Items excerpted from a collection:
----
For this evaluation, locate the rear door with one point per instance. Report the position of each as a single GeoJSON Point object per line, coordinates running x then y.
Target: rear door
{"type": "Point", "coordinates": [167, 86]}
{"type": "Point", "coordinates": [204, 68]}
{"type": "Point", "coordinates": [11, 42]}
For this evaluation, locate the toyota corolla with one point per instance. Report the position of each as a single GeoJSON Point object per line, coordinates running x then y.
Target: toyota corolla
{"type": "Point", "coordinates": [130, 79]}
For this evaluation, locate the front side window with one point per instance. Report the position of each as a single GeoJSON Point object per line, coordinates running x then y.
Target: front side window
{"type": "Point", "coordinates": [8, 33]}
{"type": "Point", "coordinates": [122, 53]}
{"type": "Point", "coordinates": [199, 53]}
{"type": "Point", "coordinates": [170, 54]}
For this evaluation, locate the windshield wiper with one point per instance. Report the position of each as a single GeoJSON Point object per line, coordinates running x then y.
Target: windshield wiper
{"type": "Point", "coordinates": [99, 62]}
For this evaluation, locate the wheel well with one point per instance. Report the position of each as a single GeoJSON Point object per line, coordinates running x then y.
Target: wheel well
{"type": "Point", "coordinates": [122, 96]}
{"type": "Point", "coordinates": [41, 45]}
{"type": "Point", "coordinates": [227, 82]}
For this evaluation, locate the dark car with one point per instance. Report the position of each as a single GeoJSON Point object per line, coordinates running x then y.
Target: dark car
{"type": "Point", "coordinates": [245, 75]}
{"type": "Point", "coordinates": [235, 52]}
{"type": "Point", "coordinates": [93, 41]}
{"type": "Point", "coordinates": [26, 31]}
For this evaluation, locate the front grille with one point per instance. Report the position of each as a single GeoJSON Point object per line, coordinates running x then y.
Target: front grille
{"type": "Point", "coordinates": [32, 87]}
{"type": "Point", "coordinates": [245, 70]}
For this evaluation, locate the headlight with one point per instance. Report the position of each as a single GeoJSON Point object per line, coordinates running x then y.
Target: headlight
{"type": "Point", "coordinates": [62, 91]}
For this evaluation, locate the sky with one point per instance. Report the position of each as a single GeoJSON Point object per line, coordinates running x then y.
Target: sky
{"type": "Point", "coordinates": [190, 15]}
----
- **Challenge**
Reproduce the lines running from the one containing "For this evaluation, locate the front grille" through the end of the items, replacing "evaluation" with "assessment" and keeping everything else unchanged. Give only those lines.

- **The reply**
For this assessment, locate the front grille with one point per instance. Report the position of each as a single GeoJSON Point object per line, coordinates running x then y.
Target: front grille
{"type": "Point", "coordinates": [32, 87]}
{"type": "Point", "coordinates": [245, 70]}
For this assessment, locate the headlight with one point per instance. Report the position of each as a single GeoJSON Point object per line, coordinates running x then y.
Target: headlight
{"type": "Point", "coordinates": [62, 91]}
For this assessment, locate the sky with one point per instance. Report the position of each as a single GeoJSON Point object per line, coordinates running x then y.
Target: sky
{"type": "Point", "coordinates": [190, 15]}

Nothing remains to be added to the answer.